Records contained in a dataset:
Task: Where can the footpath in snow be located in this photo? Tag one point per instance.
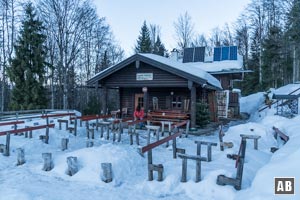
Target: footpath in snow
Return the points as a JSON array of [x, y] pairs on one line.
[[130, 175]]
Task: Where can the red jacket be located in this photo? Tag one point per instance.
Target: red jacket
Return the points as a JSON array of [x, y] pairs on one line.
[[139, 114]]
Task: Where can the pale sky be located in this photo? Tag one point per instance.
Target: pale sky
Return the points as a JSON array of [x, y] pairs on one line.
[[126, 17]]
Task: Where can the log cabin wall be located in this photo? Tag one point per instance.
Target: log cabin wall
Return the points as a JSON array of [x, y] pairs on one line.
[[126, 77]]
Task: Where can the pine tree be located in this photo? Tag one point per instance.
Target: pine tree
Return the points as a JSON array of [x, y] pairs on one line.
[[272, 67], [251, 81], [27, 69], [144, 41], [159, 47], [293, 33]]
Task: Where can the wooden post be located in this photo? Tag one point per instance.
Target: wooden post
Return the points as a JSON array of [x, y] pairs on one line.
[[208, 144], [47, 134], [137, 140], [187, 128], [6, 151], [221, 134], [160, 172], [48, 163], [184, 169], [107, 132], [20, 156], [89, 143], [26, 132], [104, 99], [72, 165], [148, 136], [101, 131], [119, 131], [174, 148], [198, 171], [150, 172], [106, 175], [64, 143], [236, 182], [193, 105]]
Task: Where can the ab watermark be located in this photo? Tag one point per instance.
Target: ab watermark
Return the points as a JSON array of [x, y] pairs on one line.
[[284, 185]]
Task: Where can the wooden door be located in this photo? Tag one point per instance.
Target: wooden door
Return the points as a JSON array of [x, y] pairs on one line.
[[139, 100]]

- [Exercise aim] Could you copy every line in the records that holds "door"?

- [Result of this task]
Task: Where can the wooden door be located in this photo? Tag one point per instance.
Target: wooden door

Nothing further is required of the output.